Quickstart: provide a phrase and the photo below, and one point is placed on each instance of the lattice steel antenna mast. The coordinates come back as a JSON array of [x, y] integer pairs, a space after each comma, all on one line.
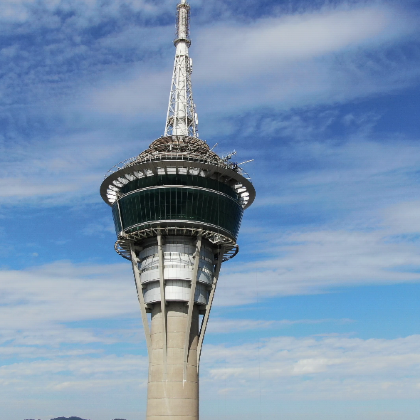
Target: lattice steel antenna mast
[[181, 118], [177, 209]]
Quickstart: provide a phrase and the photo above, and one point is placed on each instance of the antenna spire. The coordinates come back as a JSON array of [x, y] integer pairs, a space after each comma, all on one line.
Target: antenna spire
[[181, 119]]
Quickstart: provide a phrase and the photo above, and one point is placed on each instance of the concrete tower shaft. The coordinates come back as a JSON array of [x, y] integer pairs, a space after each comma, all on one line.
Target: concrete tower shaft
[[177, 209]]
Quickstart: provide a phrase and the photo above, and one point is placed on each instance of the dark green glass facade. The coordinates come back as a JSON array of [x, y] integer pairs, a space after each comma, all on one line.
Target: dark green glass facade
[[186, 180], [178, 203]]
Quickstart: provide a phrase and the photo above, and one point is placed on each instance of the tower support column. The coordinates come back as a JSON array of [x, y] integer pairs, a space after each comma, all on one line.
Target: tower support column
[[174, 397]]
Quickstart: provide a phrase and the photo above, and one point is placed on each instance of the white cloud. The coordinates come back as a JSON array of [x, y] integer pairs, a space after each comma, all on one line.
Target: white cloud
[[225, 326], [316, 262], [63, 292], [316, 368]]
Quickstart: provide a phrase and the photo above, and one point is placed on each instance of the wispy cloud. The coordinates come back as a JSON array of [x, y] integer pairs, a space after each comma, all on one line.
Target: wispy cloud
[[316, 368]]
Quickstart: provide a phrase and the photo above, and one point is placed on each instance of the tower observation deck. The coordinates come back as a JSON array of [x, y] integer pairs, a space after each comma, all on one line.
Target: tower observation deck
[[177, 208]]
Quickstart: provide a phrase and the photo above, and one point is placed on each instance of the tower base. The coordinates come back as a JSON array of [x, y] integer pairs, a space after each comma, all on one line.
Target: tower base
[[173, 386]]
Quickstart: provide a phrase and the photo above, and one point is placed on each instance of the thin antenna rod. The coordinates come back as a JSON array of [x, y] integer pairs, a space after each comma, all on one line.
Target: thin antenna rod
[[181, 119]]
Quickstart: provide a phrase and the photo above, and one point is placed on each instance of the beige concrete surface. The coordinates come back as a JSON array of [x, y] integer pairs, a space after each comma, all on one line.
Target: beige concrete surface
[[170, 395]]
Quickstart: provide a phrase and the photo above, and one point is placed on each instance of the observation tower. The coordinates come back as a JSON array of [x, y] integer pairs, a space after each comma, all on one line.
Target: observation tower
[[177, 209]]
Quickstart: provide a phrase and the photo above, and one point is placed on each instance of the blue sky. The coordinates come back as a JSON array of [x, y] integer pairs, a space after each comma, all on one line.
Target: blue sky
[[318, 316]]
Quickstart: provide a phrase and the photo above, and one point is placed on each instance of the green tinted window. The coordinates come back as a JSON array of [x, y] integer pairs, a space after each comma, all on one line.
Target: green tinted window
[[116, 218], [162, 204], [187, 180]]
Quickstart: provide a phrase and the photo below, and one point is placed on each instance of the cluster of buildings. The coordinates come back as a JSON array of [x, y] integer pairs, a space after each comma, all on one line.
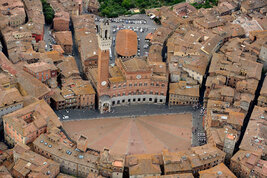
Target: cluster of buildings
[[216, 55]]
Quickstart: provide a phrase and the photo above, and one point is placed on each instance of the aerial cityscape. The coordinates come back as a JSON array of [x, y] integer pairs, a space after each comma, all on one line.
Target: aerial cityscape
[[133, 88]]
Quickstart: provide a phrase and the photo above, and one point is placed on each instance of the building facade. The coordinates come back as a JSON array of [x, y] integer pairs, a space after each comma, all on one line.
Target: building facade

================

- Exercise goal
Retype all of the material above word for word, leaving out the pictures.

- Reply to the exercise
Quickstart: provide a phrase and the photo below, and one point is placed on each instance of the lattice steel antenna mast. The coordinates come back as a JSON array of [x, y] integer pairs, a space after each comma, all on one line.
Target: lattice steel antenna mast
[[181, 118], [177, 209]]
Quickstart: provide a phrase and the photo above, and one point is placed on each instance of the antenna spire. The coordinates come back as a JSON array of [x, y] integer pairs, a space after each comma, all on one line.
Target: antenna spire
[[181, 119]]
Quickstart: provide a phrase and the photo above, and one point is placed on each instance of the concrete tower shaft. The coordinates come back as a JSON array of [x, y] integer pairs, a space after each comma, all on one line.
Target: concrete tower shaft
[[177, 209]]
Quickstart: provide a phrase and the photo above, and one point is placed on each instance of the dark green glass facade. The coordinates come back as a JSON array of [x, y] integer pairs, a space after each comma, all on one line.
Target: dark green glass facade
[[186, 180], [178, 203]]
Quickstart: provide a phrase and the photo above, and one point is placed on each instance of the tower support column. The coordinates come back as a JSON array of [x, y] integer pairs, a space after each comma, all on one line.
Target: tower support column
[[174, 397]]
Quickstart: provide a phrase and the photo above, and one point is placed on each instance of the white cloud. The coordinates come back as a JSON array of [x, y] integer pairs, a space after each comma, all on one line.
Target: white cloud
[[225, 326], [316, 262], [63, 292], [316, 368]]
Quickstart: provide a phrase and the photo above, and one point is placed on each instance of the wispy cloud. The coordinates come back as a JSON array of [x, y] integer pairs, a space after each comma, all on one line.
Target: wispy cloud
[[316, 368]]
Quickstart: provide a phrase and the photo above, and one point is placed on each instance of the tower observation deck. The coordinates come back as a JSON array of [x, y] integer pairs, a space after each comma, all on one line.
Target: tower observation deck
[[177, 208]]
Quickstart: provide a phrase and the photo above, and one point is placed on each instance of the tower base. The coordinates come back as a JSON array of [x, y] integer pairs, a space after each comma, all on one line.
Target: tower base
[[173, 386]]
Quickstart: provide a phrase and the photo above, and one point is placed on each instance of the thin antenna rod. The coordinates come back as a JSON array of [x, y] integer pairs, a space after each comma, all on one line.
Target: thin antenna rod
[[181, 119]]
Quickstart: provide a phrase and the photo above, and one point is placed on each instance of the beige concrete surface. The coordinates come back as a JSON array of [x, y] integer pairs, a space after each comma, all on one line.
Target: beige concrete surface
[[170, 395]]
Quickstart: provide a phrase and the photo above, and one point is placed on each instance of the observation tower. The coordinates come back as a JSON array of [x, y] integer pairs, a space after each comma, all on one line.
Target: observation tower
[[177, 209]]
Quickstart: provide a phrase and the photo above, and one point is placed on each instance of the blue sky. The coordinates come back as a JSON array of [x, y] integer pairs, a space after each comma, all on one line.
Target: blue sky
[[318, 316]]
Quickstart: provide a phrase and the photo above, and one point is placed on each instance of the green tinted window. The coordinates come back as a JSON array of [x, y] integer pairs, a space after each comma, all on one line.
Target: green tinted window
[[116, 218], [162, 204], [187, 180]]
Quickstart: provide a phrase and the photo below, and one point is placed on each instance of the cluster of buildings. The coordinates come back as a JSON array of [x, y] integer pairs, a space after each comma, all on one line.
Target: cluster of buildings
[[216, 55]]
Quickstart: provide a phrase and the photo above, and one point is placed on each instance of the aerial cityscape. The coordinates come back as a JSON array of [x, y] integer pairs, a space after each comma, all on one line.
Target: aerial cityscape
[[133, 88]]
Quickstart: provide a phrase and the photo above, and one point is placed on each instance of the building facade. The coordinates come back as a JSON array of [x, y] integer pairs, a space after each comma, all on one line.
Target: building facade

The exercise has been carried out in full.